● Selected excerpt:

I had a nice vacation that helped keep my mind off my worries. The progesterone injections went well, and there was just some minimal spotting July 23-27.

I was concerned the whole time about having a miscarriage. I noticed that I was experiencing little to no morning sickness. I had mild cramping that came and went. I wasn't gaining any weight, or increasing size in any part of my body. I also was convinced that the baby had measured much too small.

So for today's ultrasound I prepared myself for the worst.

During the ultrasound I discovered that there was no growth and no heartbeat. The baby was still measuring 5-6 weeks. It was sad news, but a big relief to finally have a clear answer.

A RN spoke to me and told me that the miscarriage would be similar to a heavy period. She said the midwife I had wanted to use was away doing a C-section, but they would call me later after she returned to see if they could fit me in to see her tomorrow.

The nurse who had done my ultrasound then ushered me out the back door so I wouldn't have to face people and check out at the front desk. I wasn't crying at that point, just teary-eyed. I really tried to hold it all back, even on the drive home.

I got home and was greeted by my adorable daughter who just turned three. She said something to me about a baby. Hubby was right behind her, and he heard me say that there will be no baby.

I think Hubby was much more optimistic that I was. He was very sad, and lingered at home for a while even after I had told him everything. He had left work to watch our daughter. He went back to work with the plan to tell his dad(boss) why he had been leaving work along with a request that he not tell hubby's brothers at work. I told hubby that I really didn't want a lot of people to know. I really am a private person.

At noon the midwife I planned to use called me at home to schedule an appointment to discuss my options. She said she really wanted to talk to me personally before scheduling an appointment. She mentioned a D&C and natural miscarriage as my two options. She said if I really wanted I could come in tomorrow, but she suggested that I take my time and see her on Tuesday. I ended up deciding to wait until Tuesday.

Extracted rows
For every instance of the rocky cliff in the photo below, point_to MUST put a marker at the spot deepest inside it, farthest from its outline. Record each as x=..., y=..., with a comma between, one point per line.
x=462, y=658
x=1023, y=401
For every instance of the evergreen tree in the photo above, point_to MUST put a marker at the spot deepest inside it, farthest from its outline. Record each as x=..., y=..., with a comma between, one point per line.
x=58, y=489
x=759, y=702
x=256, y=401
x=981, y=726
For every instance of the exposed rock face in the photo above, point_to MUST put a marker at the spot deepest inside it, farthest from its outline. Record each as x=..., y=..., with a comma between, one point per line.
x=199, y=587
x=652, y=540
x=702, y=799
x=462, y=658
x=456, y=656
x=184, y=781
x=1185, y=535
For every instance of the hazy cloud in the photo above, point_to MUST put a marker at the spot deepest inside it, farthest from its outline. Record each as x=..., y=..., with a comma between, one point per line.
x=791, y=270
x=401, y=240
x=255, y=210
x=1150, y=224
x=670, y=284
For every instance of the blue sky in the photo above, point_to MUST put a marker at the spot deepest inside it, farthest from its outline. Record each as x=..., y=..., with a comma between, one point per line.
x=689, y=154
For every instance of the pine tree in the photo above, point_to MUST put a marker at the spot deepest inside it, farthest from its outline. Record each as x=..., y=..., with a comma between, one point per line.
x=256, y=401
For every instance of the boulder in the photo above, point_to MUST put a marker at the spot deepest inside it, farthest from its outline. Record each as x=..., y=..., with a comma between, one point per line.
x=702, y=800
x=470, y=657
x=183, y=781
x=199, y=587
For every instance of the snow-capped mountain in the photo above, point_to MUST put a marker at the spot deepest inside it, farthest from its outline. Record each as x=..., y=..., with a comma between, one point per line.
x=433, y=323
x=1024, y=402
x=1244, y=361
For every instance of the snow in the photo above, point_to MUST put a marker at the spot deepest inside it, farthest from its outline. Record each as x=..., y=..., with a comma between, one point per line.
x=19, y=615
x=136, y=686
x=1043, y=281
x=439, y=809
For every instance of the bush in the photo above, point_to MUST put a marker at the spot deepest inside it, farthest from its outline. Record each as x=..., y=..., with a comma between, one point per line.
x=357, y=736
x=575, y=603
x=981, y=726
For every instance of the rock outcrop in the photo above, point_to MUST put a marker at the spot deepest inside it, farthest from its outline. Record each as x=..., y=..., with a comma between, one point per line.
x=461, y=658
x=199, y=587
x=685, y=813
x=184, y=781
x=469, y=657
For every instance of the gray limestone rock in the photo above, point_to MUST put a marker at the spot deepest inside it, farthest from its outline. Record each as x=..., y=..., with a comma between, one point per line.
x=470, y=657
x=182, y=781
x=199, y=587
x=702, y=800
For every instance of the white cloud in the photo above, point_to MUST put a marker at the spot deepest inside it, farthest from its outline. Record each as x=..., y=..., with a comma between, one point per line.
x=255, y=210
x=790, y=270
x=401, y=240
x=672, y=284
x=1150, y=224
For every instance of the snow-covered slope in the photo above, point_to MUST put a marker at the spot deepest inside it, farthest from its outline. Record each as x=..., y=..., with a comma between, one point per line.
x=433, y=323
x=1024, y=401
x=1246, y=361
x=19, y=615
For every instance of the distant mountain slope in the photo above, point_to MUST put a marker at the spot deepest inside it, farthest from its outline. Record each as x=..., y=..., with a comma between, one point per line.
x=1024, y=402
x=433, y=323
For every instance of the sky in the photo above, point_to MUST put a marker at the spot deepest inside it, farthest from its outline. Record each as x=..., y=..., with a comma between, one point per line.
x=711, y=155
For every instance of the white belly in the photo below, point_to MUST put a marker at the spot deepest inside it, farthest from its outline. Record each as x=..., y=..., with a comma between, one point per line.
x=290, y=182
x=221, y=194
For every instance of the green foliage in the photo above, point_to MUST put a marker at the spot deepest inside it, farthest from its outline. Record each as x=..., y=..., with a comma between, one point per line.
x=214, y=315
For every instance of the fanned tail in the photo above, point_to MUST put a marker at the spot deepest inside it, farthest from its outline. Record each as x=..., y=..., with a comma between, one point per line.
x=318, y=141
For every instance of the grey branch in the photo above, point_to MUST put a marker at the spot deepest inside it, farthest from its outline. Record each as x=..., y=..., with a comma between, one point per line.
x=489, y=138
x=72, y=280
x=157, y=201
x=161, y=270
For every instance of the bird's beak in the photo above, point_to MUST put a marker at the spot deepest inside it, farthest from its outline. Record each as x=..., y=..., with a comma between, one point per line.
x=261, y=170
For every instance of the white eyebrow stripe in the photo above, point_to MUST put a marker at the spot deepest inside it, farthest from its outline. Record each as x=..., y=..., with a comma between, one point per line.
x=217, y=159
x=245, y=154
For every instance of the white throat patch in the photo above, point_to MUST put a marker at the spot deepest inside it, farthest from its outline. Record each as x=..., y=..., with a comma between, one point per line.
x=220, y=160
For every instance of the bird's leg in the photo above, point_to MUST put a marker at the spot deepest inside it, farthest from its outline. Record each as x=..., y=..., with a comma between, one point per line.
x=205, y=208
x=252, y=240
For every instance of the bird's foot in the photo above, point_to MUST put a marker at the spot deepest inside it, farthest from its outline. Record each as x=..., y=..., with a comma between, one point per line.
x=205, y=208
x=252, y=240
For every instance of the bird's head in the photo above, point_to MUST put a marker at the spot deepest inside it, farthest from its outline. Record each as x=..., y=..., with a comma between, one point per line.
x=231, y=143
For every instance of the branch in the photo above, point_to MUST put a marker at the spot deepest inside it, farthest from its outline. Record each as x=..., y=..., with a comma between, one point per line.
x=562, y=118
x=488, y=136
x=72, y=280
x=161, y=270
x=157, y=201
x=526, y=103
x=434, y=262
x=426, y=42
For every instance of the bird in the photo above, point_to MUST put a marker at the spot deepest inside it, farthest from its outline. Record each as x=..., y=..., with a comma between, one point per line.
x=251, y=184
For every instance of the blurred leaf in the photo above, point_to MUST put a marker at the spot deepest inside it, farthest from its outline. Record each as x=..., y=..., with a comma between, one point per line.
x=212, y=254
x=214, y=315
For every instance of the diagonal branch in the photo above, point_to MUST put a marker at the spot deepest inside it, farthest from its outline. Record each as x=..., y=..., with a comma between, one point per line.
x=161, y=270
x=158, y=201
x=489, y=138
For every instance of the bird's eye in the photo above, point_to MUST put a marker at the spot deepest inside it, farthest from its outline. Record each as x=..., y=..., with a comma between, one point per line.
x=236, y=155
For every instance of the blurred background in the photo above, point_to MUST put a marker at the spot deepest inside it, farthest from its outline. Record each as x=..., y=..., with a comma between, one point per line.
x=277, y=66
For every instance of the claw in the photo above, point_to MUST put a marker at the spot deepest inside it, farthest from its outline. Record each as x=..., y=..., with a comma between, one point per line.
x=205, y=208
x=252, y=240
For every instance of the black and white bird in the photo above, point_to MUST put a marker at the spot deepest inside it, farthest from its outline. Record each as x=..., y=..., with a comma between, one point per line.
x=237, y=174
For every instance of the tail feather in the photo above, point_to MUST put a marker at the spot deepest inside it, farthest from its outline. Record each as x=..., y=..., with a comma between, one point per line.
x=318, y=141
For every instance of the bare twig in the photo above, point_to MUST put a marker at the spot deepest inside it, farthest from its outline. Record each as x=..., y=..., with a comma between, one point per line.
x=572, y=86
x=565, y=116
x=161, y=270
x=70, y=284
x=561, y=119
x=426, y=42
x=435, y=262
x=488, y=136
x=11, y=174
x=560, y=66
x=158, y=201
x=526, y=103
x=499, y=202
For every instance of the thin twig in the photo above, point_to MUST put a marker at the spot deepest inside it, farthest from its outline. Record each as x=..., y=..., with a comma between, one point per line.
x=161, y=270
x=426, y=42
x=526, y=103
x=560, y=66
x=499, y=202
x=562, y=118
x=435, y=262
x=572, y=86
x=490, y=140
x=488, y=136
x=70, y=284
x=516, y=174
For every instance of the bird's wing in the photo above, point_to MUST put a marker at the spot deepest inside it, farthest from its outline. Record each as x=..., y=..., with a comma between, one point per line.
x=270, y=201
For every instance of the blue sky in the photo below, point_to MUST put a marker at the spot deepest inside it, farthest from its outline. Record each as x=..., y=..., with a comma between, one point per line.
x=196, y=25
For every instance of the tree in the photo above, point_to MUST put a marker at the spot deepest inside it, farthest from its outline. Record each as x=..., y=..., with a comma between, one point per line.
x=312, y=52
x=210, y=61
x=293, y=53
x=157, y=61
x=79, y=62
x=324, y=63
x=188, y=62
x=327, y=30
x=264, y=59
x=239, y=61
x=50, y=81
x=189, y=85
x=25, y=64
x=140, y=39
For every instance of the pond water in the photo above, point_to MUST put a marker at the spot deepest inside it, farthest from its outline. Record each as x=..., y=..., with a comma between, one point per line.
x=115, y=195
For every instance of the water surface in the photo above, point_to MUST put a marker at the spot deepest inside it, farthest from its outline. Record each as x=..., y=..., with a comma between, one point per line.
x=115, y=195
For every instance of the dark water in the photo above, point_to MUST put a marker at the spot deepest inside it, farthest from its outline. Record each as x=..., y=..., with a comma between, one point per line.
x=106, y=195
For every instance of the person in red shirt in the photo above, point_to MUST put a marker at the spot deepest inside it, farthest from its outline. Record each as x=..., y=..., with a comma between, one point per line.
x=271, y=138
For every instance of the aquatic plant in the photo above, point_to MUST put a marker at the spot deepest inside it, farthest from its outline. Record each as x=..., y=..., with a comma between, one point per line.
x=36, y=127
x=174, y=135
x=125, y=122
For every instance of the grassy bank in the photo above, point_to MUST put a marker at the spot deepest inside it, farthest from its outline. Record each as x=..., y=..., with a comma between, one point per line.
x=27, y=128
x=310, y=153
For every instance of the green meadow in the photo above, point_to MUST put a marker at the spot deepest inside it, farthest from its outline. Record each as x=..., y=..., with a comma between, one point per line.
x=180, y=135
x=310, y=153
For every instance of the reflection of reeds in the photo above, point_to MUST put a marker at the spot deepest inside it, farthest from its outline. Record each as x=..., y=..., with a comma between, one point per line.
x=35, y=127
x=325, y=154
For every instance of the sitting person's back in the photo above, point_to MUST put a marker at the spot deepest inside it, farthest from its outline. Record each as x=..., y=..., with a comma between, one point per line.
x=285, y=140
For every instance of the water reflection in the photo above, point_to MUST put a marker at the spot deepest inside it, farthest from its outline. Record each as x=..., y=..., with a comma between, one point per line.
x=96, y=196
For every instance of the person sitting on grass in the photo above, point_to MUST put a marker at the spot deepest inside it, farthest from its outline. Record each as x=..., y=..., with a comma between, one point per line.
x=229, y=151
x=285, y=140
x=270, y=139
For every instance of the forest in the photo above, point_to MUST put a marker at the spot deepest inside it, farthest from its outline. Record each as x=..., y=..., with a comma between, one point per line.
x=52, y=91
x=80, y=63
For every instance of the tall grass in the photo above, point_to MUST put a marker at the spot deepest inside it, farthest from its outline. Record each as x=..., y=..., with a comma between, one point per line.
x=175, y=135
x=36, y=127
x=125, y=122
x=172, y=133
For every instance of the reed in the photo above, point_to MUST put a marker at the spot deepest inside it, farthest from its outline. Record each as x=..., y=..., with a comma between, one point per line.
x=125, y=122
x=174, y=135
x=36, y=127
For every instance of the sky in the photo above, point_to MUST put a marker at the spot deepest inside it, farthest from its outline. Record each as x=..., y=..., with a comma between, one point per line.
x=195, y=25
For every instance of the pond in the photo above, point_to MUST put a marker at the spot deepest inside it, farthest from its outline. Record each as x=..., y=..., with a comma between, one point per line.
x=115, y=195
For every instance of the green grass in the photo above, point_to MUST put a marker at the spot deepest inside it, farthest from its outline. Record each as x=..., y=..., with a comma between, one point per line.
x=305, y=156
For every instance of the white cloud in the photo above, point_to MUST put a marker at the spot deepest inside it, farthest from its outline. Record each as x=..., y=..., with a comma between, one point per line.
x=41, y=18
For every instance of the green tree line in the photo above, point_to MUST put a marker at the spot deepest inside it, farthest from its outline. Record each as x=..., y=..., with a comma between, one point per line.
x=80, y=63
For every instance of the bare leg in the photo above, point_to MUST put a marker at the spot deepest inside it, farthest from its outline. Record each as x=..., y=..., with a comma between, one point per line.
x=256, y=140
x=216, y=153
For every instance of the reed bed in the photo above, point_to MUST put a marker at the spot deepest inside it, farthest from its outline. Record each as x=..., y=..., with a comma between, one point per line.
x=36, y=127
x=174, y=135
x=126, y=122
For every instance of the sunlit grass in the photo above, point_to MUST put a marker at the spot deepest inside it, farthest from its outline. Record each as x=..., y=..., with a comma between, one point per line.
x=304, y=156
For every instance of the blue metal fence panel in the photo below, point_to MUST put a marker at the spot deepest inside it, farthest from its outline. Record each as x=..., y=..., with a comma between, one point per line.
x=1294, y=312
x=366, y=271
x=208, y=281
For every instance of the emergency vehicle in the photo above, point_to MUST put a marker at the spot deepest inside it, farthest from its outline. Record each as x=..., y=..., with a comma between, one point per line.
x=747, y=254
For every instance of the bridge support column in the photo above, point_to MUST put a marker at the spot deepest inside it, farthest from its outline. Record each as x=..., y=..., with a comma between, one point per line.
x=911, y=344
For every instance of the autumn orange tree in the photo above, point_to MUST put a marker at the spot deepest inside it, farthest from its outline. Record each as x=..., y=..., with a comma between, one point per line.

● Task list:
- 1) In the pregnancy account, which two options did the midwife mention on the phone?
- 2) Carry on the pregnancy account from its final sentence, writing the next few paragraphs.

● Your responses:
- 1) A D&C and natural miscarriage.

- 2)
The midwife went on to say that I would stop taking the progesterone shot (I knew that of course). A miscarriage could take a while to happen naturally because the hormone levels would need to go down first. Then she went on to describe a natural miscarriage: it would take about 24 hours, would be like labor, and how women get this feeling that is is all over when they pass the placental sac (I think that's the proper term?).

She said with a D&C it would be an outpatient surgery, and that it could cause scarring in the uterus.

Right now I'm leaning toward the natural miscarriage because I have the desire to experience what may be my only pregnancy from start to finish.

The midwife also said that they generally suggest that you take a break from TTC after a miscarriage. She said that in my case with infertility it would not be necessary, and would really be up to me. She said a fertility specialist would probably not want to take a break because you're more fertile after a miscarriage.

I don't plan to actively TTC as we have less than a 1% chance of conceiving each cycle, and we are currently approved and waiting to adopt. I figured out not long ago that we may have conceived on what was our 101st cycle of not preventing pregnancy. So we truly do have less than a 1% chance each cycle.

The midwife was so sweet. She asked if this was the first time I had conceived, and when I said yes, she said that she was sorry, and that she was glad I have my daughter to hug.

I've been giving my daughter a lot of attention today. I did laundry, a little grocery shopping, and spent the rest of the time today playing with her. When hubby was home he mentioned several times how she was our comic relief. It was a blessing to have her around today.

Tuesday morning I'll be going to meet with the midwife. Hubby wants to come along too, and his mother has been asked to watch our daughter.

I've been getting teary-eyed, but I still haven't had a good cry. I need to cry, but haven't found the right time to do it.

I always wondered if having a miscarriage would be worse for me than finding out you would probably never conceive. Right now I'm feeling like the miscarriage is going to be less traumatic for me. I think it helps knowing that our focus right now is adoption.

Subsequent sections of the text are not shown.